• [Task description]
Copy the items word for word, from the very start through the line containing "MULTIPOLYGON (((456 525, 436", with that line included. Don't include the pictures in your copy.

(Region annotation entries)
++++++++
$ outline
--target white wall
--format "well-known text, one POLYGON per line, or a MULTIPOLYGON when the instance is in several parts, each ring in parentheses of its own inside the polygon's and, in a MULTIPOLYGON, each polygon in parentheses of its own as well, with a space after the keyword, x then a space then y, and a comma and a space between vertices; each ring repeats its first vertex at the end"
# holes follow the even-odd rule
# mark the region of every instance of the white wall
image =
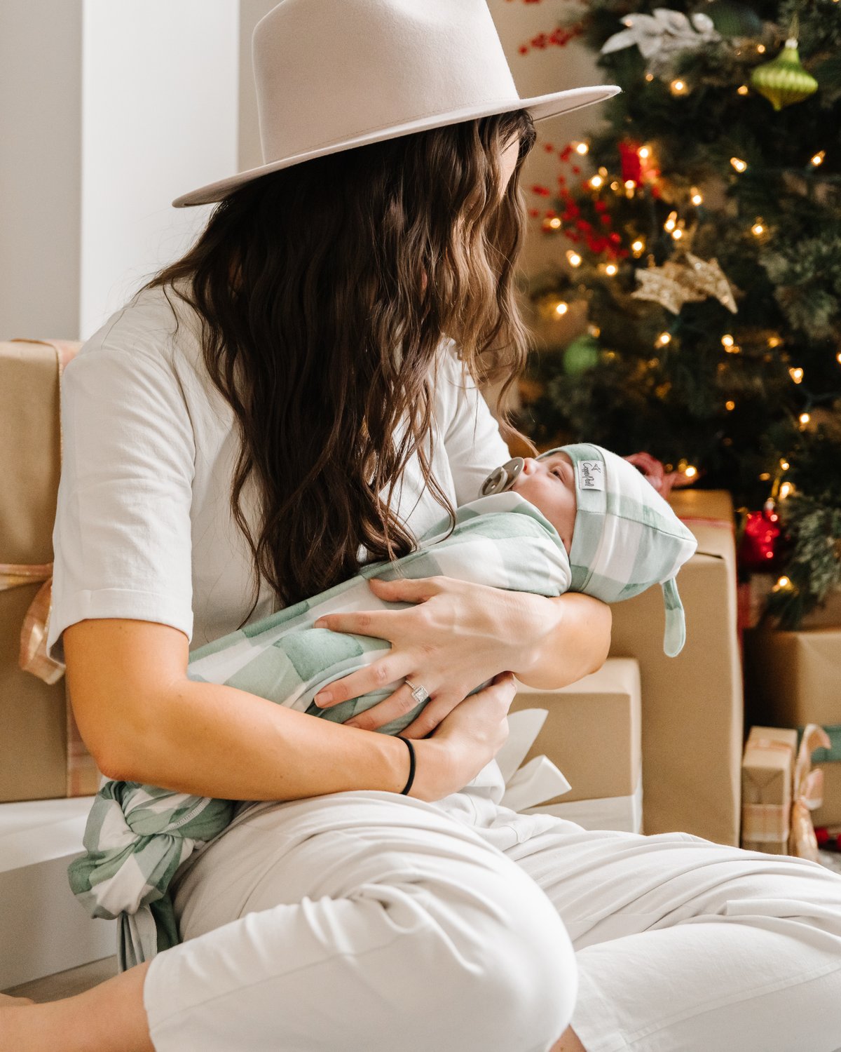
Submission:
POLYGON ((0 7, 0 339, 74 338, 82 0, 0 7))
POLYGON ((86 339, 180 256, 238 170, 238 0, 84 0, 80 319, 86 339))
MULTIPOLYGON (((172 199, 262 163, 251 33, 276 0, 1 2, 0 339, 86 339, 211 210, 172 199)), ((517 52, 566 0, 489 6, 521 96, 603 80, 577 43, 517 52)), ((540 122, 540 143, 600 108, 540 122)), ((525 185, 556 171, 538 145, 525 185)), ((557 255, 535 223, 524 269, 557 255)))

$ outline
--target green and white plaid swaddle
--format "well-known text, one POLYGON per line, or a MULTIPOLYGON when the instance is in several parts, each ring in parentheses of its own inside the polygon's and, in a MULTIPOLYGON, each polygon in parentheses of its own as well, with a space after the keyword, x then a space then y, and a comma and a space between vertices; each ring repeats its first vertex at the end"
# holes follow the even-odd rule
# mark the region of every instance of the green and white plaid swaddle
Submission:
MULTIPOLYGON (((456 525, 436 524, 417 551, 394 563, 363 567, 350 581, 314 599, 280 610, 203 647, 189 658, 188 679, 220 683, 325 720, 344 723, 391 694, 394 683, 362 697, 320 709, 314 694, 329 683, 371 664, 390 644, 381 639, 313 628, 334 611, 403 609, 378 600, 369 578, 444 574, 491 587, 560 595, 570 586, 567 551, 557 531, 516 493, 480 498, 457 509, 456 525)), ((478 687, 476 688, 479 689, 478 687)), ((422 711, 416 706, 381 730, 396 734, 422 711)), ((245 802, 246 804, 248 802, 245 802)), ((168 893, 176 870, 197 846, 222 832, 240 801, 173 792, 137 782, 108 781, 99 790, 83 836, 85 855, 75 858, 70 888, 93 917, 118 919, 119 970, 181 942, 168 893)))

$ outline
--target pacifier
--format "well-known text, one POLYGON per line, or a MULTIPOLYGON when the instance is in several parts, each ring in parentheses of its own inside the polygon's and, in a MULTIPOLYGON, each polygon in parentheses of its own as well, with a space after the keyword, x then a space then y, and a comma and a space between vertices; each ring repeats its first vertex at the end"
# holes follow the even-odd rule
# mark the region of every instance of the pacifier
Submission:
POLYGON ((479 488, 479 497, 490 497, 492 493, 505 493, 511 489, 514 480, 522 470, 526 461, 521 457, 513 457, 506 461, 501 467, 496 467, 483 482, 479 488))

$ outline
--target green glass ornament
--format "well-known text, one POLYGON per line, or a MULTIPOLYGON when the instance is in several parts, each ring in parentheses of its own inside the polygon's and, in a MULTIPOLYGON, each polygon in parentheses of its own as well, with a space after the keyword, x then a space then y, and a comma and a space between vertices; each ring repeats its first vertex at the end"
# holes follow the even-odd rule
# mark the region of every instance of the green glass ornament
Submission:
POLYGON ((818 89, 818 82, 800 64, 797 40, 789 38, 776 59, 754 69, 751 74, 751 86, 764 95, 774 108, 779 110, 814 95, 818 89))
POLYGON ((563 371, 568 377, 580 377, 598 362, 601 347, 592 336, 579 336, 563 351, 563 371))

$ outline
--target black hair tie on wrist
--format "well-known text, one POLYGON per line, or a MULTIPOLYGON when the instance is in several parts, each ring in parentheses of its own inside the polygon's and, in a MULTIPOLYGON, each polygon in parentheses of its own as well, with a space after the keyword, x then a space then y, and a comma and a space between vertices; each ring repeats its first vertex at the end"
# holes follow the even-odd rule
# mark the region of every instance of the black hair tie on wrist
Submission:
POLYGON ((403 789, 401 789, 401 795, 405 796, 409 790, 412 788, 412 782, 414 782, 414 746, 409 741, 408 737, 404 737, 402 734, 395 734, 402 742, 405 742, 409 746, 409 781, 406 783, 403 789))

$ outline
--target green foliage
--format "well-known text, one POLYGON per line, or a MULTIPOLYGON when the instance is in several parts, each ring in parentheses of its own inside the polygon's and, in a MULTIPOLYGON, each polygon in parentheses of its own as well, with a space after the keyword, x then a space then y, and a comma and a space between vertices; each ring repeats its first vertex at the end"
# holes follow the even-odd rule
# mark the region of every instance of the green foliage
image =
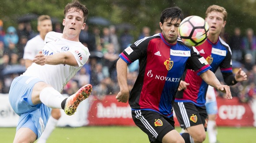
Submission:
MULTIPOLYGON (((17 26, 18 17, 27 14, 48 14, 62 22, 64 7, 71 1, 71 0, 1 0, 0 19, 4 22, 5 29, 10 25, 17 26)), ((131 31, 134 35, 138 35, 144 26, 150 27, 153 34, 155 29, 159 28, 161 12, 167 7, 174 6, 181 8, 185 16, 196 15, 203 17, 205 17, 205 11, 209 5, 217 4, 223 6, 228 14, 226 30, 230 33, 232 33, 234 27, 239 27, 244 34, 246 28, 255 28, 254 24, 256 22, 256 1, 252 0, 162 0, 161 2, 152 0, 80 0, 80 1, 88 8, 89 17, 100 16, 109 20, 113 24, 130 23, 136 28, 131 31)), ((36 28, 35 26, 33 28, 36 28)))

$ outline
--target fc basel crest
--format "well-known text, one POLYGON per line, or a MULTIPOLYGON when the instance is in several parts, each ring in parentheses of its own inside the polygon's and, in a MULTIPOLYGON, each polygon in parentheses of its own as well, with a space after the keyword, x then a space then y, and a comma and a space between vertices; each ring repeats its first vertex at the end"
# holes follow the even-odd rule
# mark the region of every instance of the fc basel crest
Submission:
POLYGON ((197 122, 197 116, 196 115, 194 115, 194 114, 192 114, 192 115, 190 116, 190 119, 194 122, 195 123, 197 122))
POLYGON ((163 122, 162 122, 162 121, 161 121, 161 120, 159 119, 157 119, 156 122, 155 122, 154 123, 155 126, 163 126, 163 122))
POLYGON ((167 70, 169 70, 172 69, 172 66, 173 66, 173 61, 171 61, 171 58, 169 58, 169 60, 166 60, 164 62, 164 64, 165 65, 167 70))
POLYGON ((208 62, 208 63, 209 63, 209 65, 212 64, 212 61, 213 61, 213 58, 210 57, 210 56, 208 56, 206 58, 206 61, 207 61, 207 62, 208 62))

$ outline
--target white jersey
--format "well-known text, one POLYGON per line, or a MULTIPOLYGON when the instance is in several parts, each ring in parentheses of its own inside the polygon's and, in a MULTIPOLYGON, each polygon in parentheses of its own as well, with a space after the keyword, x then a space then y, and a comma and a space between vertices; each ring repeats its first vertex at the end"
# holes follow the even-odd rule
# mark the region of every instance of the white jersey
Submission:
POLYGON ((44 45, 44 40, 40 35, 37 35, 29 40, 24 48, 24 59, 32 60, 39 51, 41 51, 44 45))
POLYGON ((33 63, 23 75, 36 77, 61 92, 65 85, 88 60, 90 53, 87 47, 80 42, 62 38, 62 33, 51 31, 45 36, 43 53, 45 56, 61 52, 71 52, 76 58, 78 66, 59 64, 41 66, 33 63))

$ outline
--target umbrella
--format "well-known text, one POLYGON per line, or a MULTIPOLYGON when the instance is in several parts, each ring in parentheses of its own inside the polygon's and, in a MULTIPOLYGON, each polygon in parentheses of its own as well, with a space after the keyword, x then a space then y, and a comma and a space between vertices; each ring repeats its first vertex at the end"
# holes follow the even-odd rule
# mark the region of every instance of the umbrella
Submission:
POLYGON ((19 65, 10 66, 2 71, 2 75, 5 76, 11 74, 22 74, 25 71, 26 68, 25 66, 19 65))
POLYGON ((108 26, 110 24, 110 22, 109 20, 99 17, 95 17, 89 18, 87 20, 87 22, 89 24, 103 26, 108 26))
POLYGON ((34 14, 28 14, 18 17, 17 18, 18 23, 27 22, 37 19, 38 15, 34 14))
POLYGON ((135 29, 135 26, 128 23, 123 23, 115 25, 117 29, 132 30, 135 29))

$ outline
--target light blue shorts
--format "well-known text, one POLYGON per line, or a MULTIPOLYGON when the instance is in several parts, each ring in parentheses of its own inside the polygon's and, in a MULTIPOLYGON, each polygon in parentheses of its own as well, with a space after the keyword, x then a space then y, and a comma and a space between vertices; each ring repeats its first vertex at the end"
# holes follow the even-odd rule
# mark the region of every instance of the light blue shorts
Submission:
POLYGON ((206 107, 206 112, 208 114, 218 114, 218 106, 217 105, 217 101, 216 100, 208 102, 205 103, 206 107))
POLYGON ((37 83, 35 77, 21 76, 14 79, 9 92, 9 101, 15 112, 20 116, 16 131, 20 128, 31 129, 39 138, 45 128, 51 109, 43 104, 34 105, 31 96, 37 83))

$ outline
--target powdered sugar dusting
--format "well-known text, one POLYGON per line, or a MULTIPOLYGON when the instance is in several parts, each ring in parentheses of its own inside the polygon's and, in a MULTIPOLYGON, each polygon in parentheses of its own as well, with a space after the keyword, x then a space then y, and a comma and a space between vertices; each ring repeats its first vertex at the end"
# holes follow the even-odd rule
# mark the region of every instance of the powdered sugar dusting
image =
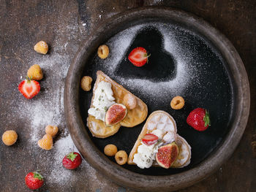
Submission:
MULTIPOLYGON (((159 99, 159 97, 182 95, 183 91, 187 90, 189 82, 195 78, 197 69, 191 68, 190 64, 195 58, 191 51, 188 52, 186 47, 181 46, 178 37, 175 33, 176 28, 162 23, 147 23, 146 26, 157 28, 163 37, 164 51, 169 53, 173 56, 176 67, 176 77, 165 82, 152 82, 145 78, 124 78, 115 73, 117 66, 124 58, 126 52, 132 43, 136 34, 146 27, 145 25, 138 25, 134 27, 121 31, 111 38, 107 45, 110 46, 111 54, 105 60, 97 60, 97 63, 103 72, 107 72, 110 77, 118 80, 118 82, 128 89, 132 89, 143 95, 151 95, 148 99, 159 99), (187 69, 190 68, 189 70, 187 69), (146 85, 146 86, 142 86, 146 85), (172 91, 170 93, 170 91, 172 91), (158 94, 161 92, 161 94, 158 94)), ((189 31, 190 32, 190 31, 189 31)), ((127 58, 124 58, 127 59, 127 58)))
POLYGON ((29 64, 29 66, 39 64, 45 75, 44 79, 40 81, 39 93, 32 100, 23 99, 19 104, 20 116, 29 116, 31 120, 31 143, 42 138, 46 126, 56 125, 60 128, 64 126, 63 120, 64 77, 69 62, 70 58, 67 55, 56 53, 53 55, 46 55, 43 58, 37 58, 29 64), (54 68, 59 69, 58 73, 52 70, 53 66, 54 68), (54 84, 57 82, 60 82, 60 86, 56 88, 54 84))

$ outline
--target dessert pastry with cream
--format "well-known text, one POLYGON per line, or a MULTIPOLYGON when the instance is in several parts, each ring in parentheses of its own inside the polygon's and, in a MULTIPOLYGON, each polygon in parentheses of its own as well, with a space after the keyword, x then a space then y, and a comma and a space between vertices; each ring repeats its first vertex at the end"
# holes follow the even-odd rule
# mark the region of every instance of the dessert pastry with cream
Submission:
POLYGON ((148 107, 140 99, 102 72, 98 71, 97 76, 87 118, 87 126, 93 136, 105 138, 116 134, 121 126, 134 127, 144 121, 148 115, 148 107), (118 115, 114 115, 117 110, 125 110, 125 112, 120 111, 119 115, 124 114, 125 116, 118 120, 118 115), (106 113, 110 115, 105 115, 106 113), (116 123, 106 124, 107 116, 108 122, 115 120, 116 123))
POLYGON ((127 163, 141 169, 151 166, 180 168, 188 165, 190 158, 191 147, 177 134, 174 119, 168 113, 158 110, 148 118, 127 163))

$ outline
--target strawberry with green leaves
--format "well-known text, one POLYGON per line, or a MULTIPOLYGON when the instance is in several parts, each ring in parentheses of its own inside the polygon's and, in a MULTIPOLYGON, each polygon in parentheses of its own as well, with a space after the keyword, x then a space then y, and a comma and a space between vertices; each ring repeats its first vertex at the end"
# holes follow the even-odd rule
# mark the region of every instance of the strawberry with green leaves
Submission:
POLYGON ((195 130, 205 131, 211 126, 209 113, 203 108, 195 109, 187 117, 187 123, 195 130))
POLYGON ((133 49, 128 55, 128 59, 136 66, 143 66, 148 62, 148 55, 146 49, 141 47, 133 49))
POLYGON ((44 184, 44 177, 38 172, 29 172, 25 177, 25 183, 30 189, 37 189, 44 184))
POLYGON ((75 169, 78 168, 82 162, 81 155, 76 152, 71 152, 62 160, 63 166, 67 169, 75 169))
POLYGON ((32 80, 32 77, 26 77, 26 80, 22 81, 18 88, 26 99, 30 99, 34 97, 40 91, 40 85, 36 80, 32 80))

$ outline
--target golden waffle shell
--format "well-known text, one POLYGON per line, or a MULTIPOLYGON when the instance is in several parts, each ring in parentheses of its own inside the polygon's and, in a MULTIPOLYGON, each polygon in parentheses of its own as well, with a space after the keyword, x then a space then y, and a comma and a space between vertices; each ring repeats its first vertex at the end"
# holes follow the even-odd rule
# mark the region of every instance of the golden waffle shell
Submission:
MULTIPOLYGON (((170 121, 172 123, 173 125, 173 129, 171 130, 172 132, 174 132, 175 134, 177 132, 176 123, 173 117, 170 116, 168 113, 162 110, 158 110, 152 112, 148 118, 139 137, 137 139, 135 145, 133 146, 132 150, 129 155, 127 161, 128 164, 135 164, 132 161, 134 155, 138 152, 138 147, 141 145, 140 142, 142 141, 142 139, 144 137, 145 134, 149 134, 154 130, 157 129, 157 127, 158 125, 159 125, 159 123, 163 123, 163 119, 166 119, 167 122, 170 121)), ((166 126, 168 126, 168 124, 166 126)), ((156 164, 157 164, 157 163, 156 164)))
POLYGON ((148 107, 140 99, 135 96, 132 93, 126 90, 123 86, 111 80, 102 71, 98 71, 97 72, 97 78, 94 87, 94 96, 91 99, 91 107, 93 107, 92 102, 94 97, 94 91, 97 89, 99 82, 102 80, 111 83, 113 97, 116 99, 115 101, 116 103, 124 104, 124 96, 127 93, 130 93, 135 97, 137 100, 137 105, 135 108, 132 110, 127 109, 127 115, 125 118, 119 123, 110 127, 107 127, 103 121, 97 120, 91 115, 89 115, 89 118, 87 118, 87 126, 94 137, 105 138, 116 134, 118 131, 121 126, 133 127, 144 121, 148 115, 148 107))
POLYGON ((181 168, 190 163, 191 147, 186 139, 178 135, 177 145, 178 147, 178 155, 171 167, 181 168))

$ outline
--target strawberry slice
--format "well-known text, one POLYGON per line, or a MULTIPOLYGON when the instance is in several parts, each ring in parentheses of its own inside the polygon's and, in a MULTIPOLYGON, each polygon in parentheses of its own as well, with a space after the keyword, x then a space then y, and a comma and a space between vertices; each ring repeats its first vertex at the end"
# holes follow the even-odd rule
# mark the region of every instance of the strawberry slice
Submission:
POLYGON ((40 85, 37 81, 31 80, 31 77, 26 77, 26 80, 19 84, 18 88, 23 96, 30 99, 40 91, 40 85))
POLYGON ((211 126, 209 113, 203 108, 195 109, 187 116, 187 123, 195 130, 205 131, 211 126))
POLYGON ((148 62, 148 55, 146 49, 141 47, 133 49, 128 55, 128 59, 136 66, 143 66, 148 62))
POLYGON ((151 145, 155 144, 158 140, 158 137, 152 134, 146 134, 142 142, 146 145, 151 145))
++++++++
• [Worked solution]
$ outline
--target white wall
--format "well-known text, one POLYGON per line, or a MULTIPOLYGON when the instance is in several parts, each ring in parentheses of its own inside the polygon's and, in a MULTIPOLYGON, each polygon in parentheses of its own as well, with a space after the keyword, x then a space then y, and a comma and a space between vertices; each ring repeats its first vertex at the end"
# holes follow the even-odd rule
# mark the region of every instance of the white wall
image =
Submission:
POLYGON ((0 7, 0 339, 74 338, 82 0, 0 7))
POLYGON ((86 339, 180 256, 238 170, 238 0, 84 0, 80 319, 86 339))
MULTIPOLYGON (((172 199, 262 163, 251 33, 276 0, 1 2, 0 339, 86 339, 211 210, 172 199)), ((517 52, 566 0, 489 6, 521 96, 603 80, 577 43, 517 52)), ((540 122, 540 143, 600 108, 540 122)), ((525 185, 556 171, 538 145, 525 185)), ((557 255, 535 223, 524 269, 557 255)))

$ outline
--target green and white plaid swaddle
--format "well-known text, one POLYGON per line, or a MULTIPOLYGON when the instance is in several parts, each ring in parentheses of its own inside the polygon's and, in a MULTIPOLYGON, each polygon in parentheses of its own as well, with a space after the keyword, x then a space then y, and a comma and a space between vertices; each ring repeats its first vertex at the end"
# holes follow the even-odd rule
# mark the region of every instance of the green and white plaid swaddle
Submission:
MULTIPOLYGON (((456 525, 436 524, 417 551, 394 563, 363 567, 350 581, 314 599, 280 610, 203 647, 189 658, 188 679, 220 683, 325 720, 344 723, 391 694, 394 683, 362 697, 320 709, 314 694, 329 683, 371 664, 390 644, 381 639, 313 628, 334 611, 403 609, 378 600, 369 578, 444 574, 491 587, 560 595, 570 586, 567 551, 557 531, 516 493, 480 498, 457 509, 456 525)), ((478 687, 476 688, 479 689, 478 687)), ((422 711, 416 706, 381 730, 396 734, 422 711)), ((245 802, 246 804, 248 802, 245 802)), ((168 893, 176 870, 197 846, 222 832, 240 801, 173 792, 137 782, 108 781, 99 790, 83 836, 85 855, 75 858, 70 888, 93 917, 118 919, 119 970, 181 942, 168 893)))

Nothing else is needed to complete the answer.